** Opening Entries shown block **

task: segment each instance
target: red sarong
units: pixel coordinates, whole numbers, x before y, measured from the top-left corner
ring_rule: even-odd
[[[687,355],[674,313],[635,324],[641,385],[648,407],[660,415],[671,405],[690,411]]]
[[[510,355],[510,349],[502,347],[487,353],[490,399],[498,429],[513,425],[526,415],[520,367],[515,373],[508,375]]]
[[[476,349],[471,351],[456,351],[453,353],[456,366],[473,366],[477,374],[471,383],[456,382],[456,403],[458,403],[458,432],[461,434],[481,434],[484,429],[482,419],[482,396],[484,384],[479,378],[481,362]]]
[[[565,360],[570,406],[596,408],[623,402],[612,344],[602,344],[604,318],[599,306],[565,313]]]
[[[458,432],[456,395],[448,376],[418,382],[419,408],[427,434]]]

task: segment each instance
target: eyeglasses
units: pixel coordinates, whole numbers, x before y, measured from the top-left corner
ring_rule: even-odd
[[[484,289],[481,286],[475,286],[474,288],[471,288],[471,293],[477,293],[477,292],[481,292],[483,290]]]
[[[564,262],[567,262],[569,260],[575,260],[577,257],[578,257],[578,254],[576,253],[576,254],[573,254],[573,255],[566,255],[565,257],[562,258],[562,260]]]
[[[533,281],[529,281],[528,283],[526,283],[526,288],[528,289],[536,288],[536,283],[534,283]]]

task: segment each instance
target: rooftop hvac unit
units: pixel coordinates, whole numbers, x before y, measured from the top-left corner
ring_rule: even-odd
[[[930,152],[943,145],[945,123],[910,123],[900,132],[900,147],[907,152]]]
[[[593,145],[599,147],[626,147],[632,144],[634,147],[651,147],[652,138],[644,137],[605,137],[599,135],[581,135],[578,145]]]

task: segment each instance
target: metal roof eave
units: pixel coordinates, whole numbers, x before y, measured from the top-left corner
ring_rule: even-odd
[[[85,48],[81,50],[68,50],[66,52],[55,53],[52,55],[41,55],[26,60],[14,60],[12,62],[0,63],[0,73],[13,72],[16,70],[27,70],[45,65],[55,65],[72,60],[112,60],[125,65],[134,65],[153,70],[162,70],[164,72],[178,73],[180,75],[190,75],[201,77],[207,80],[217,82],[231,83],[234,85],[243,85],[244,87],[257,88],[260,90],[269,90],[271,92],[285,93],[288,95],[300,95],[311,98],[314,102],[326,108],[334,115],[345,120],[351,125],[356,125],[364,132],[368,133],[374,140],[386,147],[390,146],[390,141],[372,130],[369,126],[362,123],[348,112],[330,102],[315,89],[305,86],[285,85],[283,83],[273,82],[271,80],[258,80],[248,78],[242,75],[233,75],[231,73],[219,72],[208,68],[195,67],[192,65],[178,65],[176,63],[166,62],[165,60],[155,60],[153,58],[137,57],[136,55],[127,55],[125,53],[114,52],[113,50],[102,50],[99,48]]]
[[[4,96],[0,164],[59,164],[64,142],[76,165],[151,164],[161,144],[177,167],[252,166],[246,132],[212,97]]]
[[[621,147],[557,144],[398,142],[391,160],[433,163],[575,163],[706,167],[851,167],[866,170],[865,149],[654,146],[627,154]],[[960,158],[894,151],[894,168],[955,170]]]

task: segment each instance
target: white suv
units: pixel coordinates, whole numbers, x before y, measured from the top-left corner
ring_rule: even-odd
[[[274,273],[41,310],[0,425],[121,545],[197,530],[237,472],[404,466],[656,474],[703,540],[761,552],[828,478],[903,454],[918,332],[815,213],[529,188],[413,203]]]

** Closing Entries shown block **

Task to carry out:
What lines in the data above contain the word "target"? Show them all.

Answer section:
target: red sarong
target: eyeglasses
target: rooftop hvac unit
target: metal roof eave
target: white suv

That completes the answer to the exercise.